Goal of the exercise: Update the records starting at the line containing "Run through the image above and flag every small bell" and ending at the line containing "[635, 3, 700, 465]" so that "bounding box" reads "bounding rectangle" and nothing else changes. Return only those lines, without the pictures.

Provided data:
__________

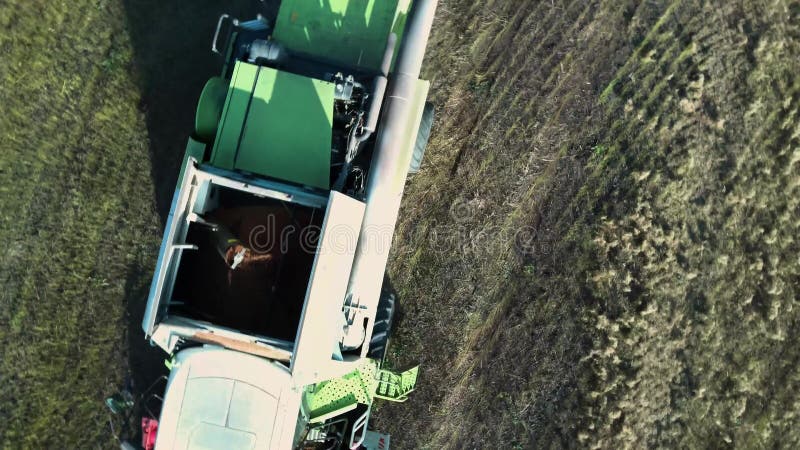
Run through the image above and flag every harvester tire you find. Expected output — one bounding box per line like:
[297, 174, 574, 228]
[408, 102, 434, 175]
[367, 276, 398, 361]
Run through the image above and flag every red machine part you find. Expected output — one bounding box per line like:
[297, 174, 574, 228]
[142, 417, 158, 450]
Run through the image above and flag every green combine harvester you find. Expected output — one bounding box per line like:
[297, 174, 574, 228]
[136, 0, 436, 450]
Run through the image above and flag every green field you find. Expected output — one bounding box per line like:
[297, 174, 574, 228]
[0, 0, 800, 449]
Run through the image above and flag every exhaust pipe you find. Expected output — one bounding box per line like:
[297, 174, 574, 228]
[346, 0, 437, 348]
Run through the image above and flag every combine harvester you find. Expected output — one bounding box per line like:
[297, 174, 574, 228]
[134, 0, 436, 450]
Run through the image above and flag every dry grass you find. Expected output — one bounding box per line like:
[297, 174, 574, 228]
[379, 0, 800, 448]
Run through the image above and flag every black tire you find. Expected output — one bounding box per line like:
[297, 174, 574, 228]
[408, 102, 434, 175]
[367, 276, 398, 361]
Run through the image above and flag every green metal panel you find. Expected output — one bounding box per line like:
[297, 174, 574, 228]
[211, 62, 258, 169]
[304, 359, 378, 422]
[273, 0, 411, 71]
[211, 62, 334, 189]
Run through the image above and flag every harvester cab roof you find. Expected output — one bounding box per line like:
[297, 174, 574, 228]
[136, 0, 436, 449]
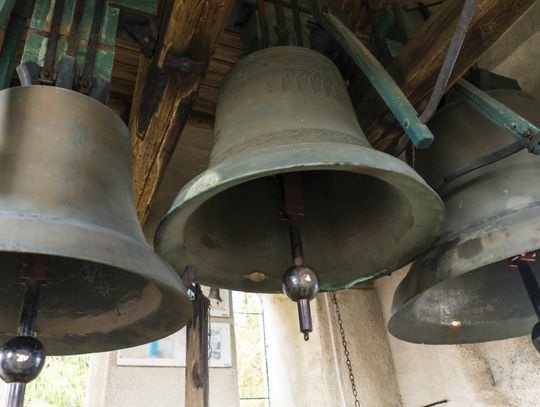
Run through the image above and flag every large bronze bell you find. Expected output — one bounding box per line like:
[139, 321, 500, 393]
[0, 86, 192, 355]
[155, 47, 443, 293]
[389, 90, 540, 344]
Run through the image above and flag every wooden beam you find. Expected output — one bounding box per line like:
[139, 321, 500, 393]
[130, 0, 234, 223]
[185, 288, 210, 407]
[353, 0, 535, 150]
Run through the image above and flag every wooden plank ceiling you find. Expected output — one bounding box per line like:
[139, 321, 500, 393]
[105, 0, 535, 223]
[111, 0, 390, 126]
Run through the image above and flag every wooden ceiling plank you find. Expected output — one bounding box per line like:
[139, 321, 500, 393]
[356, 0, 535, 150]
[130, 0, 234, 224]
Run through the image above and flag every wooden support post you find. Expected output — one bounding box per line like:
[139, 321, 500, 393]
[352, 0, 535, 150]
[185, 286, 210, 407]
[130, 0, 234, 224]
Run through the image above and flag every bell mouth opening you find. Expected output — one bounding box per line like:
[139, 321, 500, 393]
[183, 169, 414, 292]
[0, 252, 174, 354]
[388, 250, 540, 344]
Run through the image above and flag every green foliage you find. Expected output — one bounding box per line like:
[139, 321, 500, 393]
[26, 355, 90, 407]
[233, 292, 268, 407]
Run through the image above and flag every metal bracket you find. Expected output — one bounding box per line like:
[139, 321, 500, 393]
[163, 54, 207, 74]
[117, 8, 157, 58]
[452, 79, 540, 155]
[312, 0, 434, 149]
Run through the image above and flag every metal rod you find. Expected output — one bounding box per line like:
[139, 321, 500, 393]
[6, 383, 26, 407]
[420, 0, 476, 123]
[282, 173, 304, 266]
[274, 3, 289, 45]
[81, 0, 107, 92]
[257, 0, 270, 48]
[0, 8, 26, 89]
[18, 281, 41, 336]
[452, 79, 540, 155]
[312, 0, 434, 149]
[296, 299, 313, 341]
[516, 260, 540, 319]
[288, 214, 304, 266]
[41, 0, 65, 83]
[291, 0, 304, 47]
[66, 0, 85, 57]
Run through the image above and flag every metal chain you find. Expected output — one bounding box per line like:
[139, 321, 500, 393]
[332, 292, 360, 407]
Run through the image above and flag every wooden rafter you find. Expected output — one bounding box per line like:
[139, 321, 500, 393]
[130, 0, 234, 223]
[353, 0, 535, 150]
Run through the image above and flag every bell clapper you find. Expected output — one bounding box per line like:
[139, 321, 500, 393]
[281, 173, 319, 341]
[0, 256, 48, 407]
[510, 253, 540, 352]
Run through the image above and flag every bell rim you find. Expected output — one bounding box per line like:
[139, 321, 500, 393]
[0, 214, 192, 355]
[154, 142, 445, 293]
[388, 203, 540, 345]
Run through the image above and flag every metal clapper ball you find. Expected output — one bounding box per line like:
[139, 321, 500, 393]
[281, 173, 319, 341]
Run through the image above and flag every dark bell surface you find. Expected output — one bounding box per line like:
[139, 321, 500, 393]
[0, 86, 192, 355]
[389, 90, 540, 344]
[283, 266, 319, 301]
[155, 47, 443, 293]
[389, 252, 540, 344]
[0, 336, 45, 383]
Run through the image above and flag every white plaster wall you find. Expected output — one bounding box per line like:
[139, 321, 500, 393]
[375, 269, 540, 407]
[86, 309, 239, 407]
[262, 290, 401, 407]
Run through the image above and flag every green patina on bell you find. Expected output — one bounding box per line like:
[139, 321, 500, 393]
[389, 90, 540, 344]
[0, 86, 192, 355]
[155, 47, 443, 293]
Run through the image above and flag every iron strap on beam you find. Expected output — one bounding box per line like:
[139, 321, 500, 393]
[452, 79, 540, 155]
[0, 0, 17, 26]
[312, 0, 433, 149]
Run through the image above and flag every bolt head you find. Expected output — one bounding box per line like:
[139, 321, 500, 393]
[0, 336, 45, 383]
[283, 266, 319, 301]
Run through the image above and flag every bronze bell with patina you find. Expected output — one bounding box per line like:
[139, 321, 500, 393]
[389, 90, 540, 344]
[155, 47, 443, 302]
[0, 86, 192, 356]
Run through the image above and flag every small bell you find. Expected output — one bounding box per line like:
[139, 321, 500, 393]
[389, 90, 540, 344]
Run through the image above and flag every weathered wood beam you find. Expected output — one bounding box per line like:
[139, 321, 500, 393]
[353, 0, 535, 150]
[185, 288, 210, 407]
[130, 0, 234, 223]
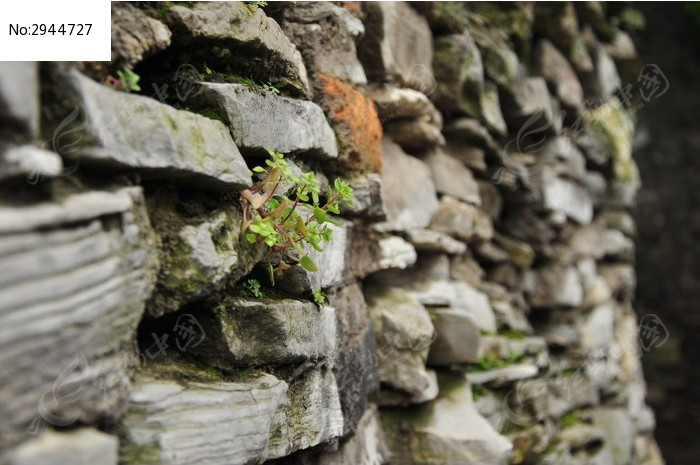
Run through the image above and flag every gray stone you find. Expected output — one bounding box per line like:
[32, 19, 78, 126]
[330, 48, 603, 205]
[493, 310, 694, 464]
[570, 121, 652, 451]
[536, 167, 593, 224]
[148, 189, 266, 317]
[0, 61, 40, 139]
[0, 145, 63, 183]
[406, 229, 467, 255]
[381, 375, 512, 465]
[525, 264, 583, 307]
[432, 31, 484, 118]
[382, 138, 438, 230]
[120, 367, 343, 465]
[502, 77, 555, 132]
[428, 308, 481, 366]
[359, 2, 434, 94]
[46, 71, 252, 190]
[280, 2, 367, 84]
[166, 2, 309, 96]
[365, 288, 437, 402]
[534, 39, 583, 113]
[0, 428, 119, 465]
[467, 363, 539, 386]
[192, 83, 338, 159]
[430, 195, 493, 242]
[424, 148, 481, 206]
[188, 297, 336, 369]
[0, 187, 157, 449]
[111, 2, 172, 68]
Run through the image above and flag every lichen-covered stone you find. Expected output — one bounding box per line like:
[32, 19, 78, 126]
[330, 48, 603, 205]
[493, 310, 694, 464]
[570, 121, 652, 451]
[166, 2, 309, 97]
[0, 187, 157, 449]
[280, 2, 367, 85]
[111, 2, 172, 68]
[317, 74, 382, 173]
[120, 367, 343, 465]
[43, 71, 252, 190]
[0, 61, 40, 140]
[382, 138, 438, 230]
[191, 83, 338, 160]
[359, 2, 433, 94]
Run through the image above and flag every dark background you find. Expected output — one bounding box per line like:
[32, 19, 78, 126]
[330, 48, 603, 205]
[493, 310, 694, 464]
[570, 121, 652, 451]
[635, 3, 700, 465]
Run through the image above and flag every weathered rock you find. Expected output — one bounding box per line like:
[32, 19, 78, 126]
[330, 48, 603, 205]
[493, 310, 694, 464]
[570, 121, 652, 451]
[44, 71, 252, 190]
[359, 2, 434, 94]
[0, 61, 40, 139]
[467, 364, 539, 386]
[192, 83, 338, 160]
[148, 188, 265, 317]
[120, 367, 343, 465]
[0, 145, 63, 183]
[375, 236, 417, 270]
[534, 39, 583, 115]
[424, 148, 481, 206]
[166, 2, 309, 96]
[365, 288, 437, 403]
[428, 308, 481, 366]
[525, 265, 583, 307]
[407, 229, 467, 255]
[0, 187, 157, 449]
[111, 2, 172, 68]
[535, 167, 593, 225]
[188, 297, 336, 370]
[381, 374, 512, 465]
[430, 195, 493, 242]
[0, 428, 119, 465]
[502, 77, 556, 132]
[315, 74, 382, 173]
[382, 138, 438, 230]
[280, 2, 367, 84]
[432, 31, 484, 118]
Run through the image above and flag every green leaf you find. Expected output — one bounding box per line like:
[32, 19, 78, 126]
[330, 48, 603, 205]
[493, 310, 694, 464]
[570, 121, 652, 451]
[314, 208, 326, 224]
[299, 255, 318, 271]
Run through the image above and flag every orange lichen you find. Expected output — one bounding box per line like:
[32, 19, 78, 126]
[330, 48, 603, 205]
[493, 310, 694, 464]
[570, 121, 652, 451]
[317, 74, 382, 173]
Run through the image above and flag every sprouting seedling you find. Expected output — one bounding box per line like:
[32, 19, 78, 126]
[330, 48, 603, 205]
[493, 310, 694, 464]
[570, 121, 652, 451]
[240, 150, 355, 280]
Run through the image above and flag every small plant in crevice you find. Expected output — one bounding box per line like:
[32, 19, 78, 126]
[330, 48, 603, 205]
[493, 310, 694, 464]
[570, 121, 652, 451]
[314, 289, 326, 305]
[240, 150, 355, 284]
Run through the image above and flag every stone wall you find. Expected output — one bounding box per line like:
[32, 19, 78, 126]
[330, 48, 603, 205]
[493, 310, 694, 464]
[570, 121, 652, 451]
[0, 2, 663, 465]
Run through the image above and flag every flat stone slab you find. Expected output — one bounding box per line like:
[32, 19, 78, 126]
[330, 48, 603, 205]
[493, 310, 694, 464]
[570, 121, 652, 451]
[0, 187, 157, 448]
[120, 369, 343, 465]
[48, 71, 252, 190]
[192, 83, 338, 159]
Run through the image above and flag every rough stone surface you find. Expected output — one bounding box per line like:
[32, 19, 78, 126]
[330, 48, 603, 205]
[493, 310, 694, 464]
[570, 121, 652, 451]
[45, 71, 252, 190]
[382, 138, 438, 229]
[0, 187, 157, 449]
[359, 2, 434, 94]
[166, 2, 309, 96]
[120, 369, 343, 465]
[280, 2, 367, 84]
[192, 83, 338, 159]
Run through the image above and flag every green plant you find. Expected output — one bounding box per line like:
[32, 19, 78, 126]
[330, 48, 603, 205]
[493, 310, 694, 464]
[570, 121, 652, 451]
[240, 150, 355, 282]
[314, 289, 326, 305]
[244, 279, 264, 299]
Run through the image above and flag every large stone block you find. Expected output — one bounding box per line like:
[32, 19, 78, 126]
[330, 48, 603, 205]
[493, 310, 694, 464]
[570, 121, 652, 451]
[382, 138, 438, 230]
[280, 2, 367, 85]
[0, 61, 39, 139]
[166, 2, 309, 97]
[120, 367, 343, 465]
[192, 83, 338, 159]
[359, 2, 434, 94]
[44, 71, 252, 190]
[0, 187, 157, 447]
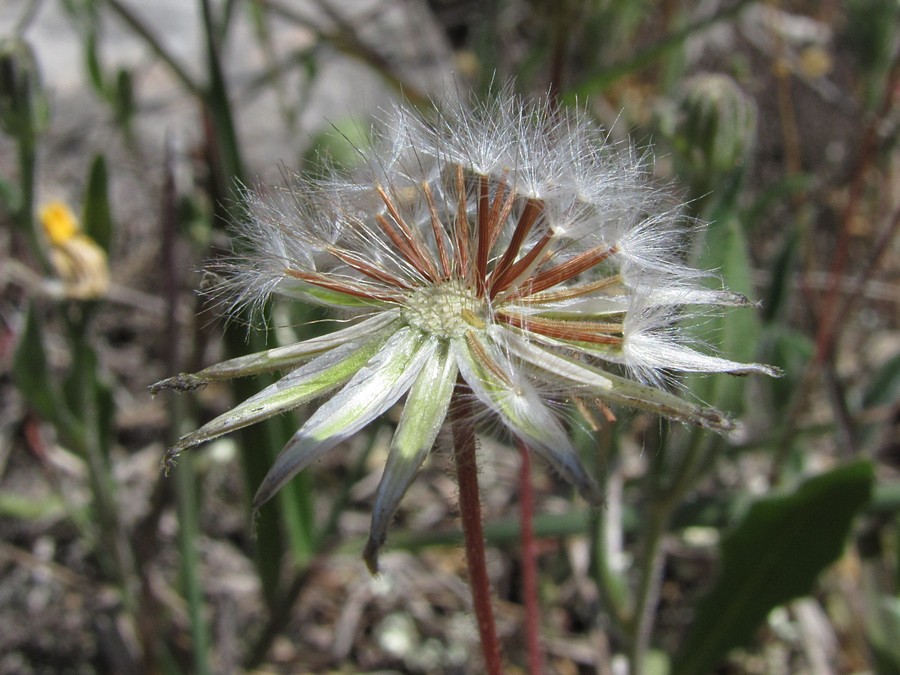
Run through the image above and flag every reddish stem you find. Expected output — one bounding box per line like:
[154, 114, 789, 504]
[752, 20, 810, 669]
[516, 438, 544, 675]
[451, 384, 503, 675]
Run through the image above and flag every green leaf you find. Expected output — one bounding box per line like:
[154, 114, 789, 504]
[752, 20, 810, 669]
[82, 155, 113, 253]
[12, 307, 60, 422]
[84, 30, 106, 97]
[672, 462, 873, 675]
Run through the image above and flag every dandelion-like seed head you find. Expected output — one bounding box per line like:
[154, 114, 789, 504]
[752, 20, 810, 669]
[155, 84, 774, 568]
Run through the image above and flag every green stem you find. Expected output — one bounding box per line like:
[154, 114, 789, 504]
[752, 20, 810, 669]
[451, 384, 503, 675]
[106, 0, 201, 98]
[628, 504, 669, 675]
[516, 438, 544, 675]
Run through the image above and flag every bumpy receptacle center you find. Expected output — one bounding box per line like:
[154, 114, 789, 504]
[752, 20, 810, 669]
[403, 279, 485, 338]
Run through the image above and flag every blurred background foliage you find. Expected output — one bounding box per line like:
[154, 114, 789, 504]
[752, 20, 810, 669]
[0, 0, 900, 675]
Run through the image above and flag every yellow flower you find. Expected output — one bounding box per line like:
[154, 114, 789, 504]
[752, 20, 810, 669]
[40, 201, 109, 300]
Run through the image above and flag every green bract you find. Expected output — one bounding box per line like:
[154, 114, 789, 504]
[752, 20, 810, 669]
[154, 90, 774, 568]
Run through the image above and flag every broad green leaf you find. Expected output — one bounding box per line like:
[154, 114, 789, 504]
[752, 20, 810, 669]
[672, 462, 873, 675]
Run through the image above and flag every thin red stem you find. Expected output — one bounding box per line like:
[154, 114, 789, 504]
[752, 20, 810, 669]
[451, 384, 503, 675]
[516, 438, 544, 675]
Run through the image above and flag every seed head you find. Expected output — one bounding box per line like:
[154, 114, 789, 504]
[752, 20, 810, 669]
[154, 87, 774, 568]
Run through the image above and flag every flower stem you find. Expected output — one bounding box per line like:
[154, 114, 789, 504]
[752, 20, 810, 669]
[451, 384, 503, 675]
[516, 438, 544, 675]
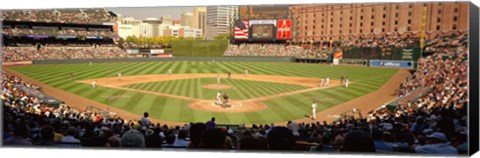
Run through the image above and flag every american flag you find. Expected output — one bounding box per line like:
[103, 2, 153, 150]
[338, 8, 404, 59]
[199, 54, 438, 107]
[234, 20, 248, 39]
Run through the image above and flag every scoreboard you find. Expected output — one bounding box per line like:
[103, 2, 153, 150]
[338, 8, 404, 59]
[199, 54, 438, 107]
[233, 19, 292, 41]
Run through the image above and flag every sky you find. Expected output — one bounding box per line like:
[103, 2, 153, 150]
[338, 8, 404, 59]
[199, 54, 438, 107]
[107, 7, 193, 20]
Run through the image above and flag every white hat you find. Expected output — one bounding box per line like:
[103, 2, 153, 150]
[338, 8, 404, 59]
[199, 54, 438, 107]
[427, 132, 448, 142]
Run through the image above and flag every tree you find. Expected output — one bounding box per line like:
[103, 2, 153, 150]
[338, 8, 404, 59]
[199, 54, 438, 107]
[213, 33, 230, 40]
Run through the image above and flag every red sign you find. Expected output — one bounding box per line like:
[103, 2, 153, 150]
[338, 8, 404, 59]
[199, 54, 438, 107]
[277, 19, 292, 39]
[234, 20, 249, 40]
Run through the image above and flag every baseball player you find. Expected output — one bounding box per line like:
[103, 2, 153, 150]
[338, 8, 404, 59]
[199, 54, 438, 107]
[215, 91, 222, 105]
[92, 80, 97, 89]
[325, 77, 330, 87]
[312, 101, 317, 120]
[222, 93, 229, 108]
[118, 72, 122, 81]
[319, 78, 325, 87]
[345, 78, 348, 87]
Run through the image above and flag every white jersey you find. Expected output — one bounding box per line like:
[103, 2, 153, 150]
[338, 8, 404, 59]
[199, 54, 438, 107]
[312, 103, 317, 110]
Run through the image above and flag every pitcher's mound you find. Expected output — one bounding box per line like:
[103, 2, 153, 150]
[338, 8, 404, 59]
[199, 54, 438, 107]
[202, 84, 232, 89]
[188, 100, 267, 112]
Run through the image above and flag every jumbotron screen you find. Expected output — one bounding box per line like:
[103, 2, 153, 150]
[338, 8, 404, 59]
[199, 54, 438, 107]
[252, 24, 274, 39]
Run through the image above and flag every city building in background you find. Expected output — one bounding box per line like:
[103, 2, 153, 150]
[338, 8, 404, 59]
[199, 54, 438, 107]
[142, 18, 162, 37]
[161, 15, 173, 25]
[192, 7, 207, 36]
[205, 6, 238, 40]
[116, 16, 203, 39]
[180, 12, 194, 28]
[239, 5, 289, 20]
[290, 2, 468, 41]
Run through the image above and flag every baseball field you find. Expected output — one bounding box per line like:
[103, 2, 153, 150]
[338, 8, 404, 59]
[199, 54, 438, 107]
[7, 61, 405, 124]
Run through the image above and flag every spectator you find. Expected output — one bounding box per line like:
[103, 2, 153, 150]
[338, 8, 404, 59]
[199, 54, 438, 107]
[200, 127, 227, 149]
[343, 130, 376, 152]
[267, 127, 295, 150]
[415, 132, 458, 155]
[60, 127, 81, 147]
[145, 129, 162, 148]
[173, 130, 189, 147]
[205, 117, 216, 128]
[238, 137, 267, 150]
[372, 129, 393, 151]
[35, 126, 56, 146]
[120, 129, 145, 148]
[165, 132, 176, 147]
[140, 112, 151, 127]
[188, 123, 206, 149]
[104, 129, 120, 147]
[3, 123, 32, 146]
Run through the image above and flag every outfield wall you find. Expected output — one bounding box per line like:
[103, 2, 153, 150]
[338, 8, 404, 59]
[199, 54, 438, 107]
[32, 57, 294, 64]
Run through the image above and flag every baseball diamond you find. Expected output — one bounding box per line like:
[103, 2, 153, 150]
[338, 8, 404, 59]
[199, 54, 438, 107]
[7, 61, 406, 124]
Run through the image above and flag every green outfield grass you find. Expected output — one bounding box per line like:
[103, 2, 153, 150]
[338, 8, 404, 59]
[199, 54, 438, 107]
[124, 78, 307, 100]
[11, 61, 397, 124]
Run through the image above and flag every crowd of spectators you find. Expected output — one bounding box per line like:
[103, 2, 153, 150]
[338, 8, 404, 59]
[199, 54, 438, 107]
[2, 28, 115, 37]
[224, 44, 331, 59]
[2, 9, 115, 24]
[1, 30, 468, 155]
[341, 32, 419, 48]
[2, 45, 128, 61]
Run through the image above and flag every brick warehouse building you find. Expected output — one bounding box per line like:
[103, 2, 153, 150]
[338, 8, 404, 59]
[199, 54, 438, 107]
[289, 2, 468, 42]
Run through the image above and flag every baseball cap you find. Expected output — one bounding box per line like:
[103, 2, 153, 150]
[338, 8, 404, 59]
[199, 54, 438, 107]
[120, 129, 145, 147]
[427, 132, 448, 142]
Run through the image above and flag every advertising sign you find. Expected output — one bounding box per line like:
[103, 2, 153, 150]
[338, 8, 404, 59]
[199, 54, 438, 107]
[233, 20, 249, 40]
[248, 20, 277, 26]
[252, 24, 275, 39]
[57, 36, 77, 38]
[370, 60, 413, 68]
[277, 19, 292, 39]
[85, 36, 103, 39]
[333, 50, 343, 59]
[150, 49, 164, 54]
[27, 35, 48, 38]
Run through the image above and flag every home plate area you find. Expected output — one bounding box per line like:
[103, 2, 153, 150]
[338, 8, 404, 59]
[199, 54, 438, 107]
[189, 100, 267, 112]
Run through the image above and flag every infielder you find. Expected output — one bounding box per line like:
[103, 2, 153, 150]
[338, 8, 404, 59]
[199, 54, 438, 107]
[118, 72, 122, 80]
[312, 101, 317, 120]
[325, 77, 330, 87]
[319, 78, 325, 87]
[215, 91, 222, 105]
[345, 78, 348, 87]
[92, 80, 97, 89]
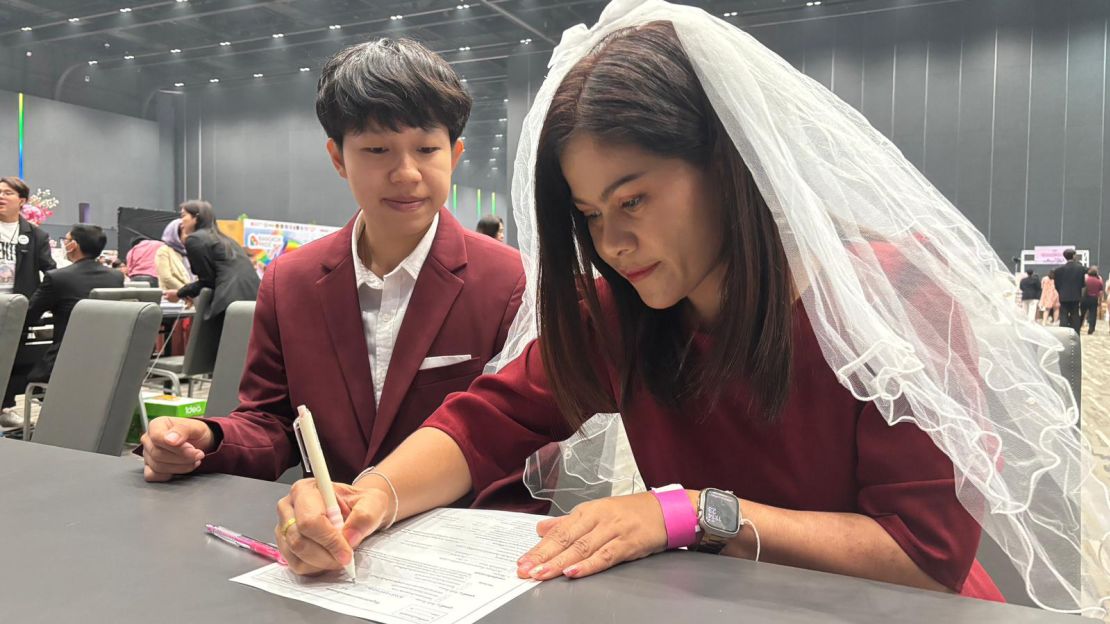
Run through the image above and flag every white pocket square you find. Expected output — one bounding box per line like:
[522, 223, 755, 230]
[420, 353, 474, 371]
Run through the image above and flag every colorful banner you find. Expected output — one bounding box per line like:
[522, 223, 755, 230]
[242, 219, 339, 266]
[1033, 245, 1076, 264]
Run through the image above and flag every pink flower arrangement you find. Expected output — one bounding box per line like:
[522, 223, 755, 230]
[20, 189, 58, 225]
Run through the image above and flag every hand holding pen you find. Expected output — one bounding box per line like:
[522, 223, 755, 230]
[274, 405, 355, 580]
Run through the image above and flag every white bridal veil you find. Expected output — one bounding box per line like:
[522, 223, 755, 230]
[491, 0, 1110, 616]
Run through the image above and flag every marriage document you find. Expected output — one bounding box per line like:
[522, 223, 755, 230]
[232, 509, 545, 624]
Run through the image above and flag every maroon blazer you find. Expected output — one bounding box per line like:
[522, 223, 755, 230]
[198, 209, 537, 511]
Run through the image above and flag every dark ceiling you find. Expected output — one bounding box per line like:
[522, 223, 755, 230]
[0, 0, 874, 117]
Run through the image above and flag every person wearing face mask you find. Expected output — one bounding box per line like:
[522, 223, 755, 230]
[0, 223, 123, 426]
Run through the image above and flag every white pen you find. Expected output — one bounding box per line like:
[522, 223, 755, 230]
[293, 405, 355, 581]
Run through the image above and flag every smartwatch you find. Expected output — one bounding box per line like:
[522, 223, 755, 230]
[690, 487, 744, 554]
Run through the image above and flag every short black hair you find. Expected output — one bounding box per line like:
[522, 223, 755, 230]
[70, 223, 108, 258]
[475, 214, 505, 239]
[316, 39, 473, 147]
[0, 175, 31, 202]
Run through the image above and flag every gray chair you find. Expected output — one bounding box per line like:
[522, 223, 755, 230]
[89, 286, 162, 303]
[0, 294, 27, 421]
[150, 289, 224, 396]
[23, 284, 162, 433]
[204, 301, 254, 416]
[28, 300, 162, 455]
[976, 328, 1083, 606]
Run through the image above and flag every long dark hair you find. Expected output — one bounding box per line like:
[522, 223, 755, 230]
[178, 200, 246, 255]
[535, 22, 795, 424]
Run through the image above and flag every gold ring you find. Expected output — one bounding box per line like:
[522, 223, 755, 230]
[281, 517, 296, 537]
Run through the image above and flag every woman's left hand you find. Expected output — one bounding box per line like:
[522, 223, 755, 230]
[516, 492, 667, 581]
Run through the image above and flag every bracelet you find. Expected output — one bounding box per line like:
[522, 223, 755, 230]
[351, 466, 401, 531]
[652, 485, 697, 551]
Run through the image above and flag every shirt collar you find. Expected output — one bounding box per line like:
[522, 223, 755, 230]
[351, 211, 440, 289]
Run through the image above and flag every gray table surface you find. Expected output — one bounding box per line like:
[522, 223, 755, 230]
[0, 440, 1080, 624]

__________

Exercise solution:
Run through the image above and flag every small bell you find. Expected output — one bounding rectangle per line like:
[139, 321, 500, 393]
[389, 90, 540, 344]
Run through the image above and flag every weathered wood beam you find. Expected output — one bounding rectangle per line like:
[139, 321, 500, 393]
[353, 0, 535, 150]
[185, 288, 210, 407]
[130, 0, 234, 223]
Run through the image above and flag every gray stone you find. Expected output — one bounding rectangle per line like:
[32, 19, 78, 126]
[330, 48, 603, 205]
[493, 310, 694, 464]
[570, 121, 652, 451]
[536, 167, 593, 224]
[148, 189, 266, 317]
[0, 61, 40, 139]
[0, 145, 63, 183]
[406, 229, 467, 255]
[381, 375, 512, 465]
[525, 264, 583, 307]
[432, 31, 484, 118]
[382, 138, 438, 230]
[120, 367, 343, 465]
[502, 77, 555, 132]
[428, 308, 481, 366]
[359, 2, 434, 94]
[46, 71, 252, 190]
[280, 2, 367, 84]
[166, 2, 309, 96]
[365, 288, 437, 402]
[534, 39, 583, 113]
[0, 428, 119, 465]
[467, 363, 539, 386]
[192, 83, 338, 159]
[430, 195, 493, 242]
[424, 148, 481, 206]
[188, 297, 336, 369]
[0, 187, 157, 449]
[111, 2, 172, 68]
Run through the image above and flag every lichen-covered stone you find. Expected output — one bounding rectangle per line like:
[32, 19, 78, 126]
[330, 48, 603, 205]
[493, 310, 694, 464]
[570, 121, 652, 451]
[166, 2, 309, 97]
[0, 187, 157, 449]
[280, 2, 367, 85]
[111, 2, 172, 68]
[317, 74, 382, 173]
[120, 367, 343, 465]
[43, 71, 252, 190]
[0, 61, 40, 140]
[382, 138, 438, 230]
[191, 83, 338, 160]
[359, 2, 433, 94]
Run through the image above and flag every dark background you find. Expected output — one bounding rectangle per line like:
[32, 19, 78, 126]
[330, 48, 603, 205]
[493, 310, 694, 464]
[570, 121, 652, 451]
[635, 3, 700, 465]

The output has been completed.